***** Excerpt *****
I was certain I’d have to feign any kind of enthusiasm for the gift all the way up until I opened the box and saw the book for the first time.

I didn’t know how badly I wanted to see my name in print until the first time I did. I promptly burst into tears, deciding in about a second that this was the best gift ever.

That book has had a special place on our bookshelf every year since.



Now ask me how many times I’ve cracked it open to read it. Ask me how many times anyone has read it. I’ll give you a hint; it’s the same number.

It’s also the same number of people will be able to read it going into the future.

You’re basically going to have to pry the book out of my cold, dead hands, because no one gets to read it while there is still breath in my body. Nope. Nada. Can’t help you. No one is ever going to read it. Ever, ever, ever.

Why?

It sucked.

Even though it was book #4, written 23 years after that first Halloween writing assignment, it sucked. Even though I live-blogged it as I wrote it, publishing a chapter a day with minimal editing for a wide MySpace audience, who read along enthusiastically, enthralled by the sophomoric attempt, as well as my ambitious endeavor to write a book in a month, it sucked.

It sucked, it sucked, it sucked.



It sucked because it was a first draft. It sucked because, even with those 23 years, four novels and six screenplays under my belt, I was still figuring out who I was as a writer. It sucked because I was feeling my way along, trying and discarding new ideas, experimenting, and, more often than not, falling right on my face.

Fortunately that’s what those first few books are for. They exist for the sole purpose of learning how not to suck. It’s a gauntlet, if you will. An obstacle course you must navigate in order to get better.

Ironically, that’s also the reason that so many people never turn “I wish,” into “I did.”

Too many writers are afraid to suck.

Worse, we like to give them a gold star for it. We nod in agreement that writing a bad book is a waste of time. Too many bad books exist already, written and even published by those who clearly aren’t as self-aware as these careful, thoughtful writers who respect the process way too much to do something as heinous as write a bad book. On purpose. Anyone who would willingly write a sucky book is obviously a hack looking to make a fast buck, someone who doesn’t take the process seriously. Somewhere along the line we decided it showed disciplined when a writer recognized his or her limitations and curbed their enthusiasm to write accordingly.

Funny thing about writing within such limitations. It doesn’t give you much room to grow.

The best gift that Steven gave me that year was the permission to suck. It was okay. It was necessary.
*****
* **Goals**:
A. Answer these questions about the essay on the printed book:
(i) Which number was this book among the ones the writer had written?
(ii) On what site did the writer post a chapter a day while writing it?
(iii) Who gave the writer the permission to suck?
B. Write the next few paragraphs of the essay on the printed book, starting after "It was necessary."
The entries that come next aren't needed for anything here.
***** Items *****
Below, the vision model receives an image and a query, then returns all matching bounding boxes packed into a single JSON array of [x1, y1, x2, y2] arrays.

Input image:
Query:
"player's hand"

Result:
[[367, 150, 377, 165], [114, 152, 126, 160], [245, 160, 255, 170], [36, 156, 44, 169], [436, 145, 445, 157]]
*****
* **Written answers**:
A.
(i) It was book #4.
(ii) MySpace.
(iii) Steven.

B.
No matter what you do in life, you're usually not going to ace it on the first try. In my book BACK FOR SECONDS, my heroine had to start her life over after a bitter, unexpected divorce. She threw herself into her cooking, where she used the challenge of creating delectable treats that were iced to perfection to renew her confidence. She didn't succeed the first try. In fact there was one notable scene where she had a minor meltdown, crushing those cookies into a fine powder because she couldn't get it right, not the way she wanted it.

The bigger your dream, the higher your standards.

Like anyone else who has accomplished anything great, she didn't use that suckatude as an excuse to stop. She saw it as an opportunity to get better, to learn from her mistakes. She didn't stop just because she sucked. She kept going, because perfecting this task meant more to her.

Writing a sucky book doesn't mean you don't care about or respect the process. It means you're not about to let something as temporary as sucking stop you from doing what it is you want to do.

And it didn’t stop me, at all, from seeing my dream realized. In fact, it inspired me to work a lot harder on the next book, just so it would suck less. It was the only way I’d see my name in print “for real.”

Writing a great book starts with writing rotten ones, and that’s just the truth. The first book you write will always be the worst book you write, even if you’re a writing prodigy. Raw talent likely got you into the game, but only skill can take you from a wide-eyed wannabe to an accomplished author. The only way you gain that skill is through experience. Lots and lots of experience. To learn how to write you must write… and you must write a lot. Even if it’s bad. Even if it sucks. You have to crawl before you learn how to walk and all that.

Don't take my word for it. The great Stephen King has said there are only two things you need to do to become a writer. Read a lot and write a lot.

Most of us can handle the reading part. A wordsmith typically starts as a bibliophile. We love everything about the written word. We consume all types of books and absorb all sorts of things from all types of stories and storytellers, even when we’re not aware that’s what we are doing.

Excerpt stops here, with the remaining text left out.